▸ **Directions**
Among the entries below, take the line with "of the village" and the line with "of the pine", and output them and every line between them exactly, with nothing else.

[Stored data]
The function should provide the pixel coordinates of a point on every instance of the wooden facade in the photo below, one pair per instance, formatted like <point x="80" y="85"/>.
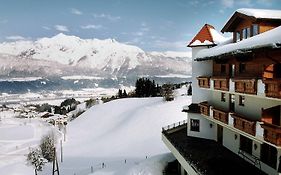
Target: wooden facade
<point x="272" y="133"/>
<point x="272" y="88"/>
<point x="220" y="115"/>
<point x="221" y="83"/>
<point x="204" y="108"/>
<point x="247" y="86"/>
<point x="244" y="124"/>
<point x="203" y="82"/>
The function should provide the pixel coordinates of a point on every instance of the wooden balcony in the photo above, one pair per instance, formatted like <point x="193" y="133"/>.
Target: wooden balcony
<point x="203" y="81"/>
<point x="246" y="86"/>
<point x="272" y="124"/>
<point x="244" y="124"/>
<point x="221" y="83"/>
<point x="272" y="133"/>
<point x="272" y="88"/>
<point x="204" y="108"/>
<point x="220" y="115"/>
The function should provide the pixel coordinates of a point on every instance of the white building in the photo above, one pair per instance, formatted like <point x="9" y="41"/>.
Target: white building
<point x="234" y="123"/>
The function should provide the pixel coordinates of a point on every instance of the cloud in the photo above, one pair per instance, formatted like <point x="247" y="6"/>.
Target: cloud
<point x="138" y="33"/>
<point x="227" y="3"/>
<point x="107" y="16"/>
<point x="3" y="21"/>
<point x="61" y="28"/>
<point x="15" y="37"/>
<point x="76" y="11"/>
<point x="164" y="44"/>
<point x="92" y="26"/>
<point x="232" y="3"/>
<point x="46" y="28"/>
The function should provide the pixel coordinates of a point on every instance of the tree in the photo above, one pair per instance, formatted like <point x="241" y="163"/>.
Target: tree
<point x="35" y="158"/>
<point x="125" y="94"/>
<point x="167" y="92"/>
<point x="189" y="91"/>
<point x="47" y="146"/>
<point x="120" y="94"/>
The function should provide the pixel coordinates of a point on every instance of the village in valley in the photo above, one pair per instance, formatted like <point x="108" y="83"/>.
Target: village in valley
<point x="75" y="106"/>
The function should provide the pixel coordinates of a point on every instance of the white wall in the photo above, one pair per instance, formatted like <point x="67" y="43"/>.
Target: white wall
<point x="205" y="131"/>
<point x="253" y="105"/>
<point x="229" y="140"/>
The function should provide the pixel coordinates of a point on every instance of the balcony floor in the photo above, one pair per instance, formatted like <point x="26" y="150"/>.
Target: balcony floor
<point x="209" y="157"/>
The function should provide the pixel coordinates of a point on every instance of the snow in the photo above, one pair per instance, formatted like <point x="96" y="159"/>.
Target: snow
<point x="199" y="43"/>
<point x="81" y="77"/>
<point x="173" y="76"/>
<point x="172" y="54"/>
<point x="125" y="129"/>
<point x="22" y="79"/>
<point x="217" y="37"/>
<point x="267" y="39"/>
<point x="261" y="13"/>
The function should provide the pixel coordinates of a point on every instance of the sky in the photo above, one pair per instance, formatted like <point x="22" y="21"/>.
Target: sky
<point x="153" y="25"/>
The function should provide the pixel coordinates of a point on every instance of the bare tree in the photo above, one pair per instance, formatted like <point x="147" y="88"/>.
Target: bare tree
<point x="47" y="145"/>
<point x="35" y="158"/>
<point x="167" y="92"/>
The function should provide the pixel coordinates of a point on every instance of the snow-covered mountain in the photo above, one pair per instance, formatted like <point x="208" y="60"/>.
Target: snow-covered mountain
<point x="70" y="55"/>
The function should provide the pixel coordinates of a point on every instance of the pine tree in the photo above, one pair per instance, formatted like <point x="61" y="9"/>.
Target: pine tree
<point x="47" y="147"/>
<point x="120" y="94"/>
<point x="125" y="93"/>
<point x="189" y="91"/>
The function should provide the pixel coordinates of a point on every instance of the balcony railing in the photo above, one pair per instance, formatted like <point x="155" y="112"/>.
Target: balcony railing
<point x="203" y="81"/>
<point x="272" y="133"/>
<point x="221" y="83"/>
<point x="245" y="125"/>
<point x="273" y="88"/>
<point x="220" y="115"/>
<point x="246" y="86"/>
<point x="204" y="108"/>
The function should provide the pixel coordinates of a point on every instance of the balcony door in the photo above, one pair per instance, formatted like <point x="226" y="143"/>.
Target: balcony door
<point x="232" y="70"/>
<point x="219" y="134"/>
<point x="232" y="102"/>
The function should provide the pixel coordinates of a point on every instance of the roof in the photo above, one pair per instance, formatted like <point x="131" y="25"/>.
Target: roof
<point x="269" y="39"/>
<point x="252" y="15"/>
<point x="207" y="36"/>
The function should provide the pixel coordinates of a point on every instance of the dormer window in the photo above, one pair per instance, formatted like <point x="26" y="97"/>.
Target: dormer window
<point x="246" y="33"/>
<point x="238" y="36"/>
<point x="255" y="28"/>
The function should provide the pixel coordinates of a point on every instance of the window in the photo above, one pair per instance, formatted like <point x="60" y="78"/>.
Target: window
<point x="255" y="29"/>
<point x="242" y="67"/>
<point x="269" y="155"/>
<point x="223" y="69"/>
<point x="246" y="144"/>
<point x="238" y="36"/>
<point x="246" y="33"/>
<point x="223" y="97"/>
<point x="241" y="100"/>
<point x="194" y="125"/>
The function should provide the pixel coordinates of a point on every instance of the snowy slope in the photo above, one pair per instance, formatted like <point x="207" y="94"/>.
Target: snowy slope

▸ **Answer box**
The function should provide the pixel coordinates of a point on every instance of the village in valley in the photo above, one pair per instance, formatted like <point x="108" y="83"/>.
Target: village in valley
<point x="75" y="106"/>
The function should provide the pixel coordinates of a point on every instance of the white wall in the photo above, one pair per instance, formatted like <point x="67" y="43"/>.
Target: white wall
<point x="205" y="131"/>
<point x="253" y="105"/>
<point x="229" y="140"/>
The function should provide the pixel coordinates of a point on every instance of the balcony floor in the photo above, one pair per instance, formatted like <point x="26" y="150"/>.
Target: balcony floor
<point x="209" y="157"/>
The function should provide the pixel coordinates of a point on every instance of the snow in the photo above, one pair per instance, formatted like <point x="96" y="159"/>.
Target: snow
<point x="199" y="43"/>
<point x="81" y="77"/>
<point x="173" y="76"/>
<point x="172" y="54"/>
<point x="125" y="129"/>
<point x="22" y="79"/>
<point x="217" y="37"/>
<point x="267" y="39"/>
<point x="261" y="13"/>
The function should provide the pixel coordinates of a point on every instance of the sky in the photo above, one pair per instance, formatted like <point x="22" y="21"/>.
Target: sky
<point x="153" y="25"/>
The function should provide the pixel coordinates of a point on every instance of the bare tree in the photo above, one pair per instance, formatted like <point x="147" y="88"/>.
Target: bare tree
<point x="47" y="145"/>
<point x="35" y="158"/>
<point x="167" y="92"/>
The function should provide the pixel coordinates of a point on every instance of the snow-covered mountain in the photo above, one pair per instance, formatted like <point x="208" y="60"/>.
Target: snow-covered mountain
<point x="70" y="55"/>
The function should provide the pixel coordinates of a point on every instance of the pine tree in the photo above, one pair per instance, formatted like <point x="61" y="9"/>.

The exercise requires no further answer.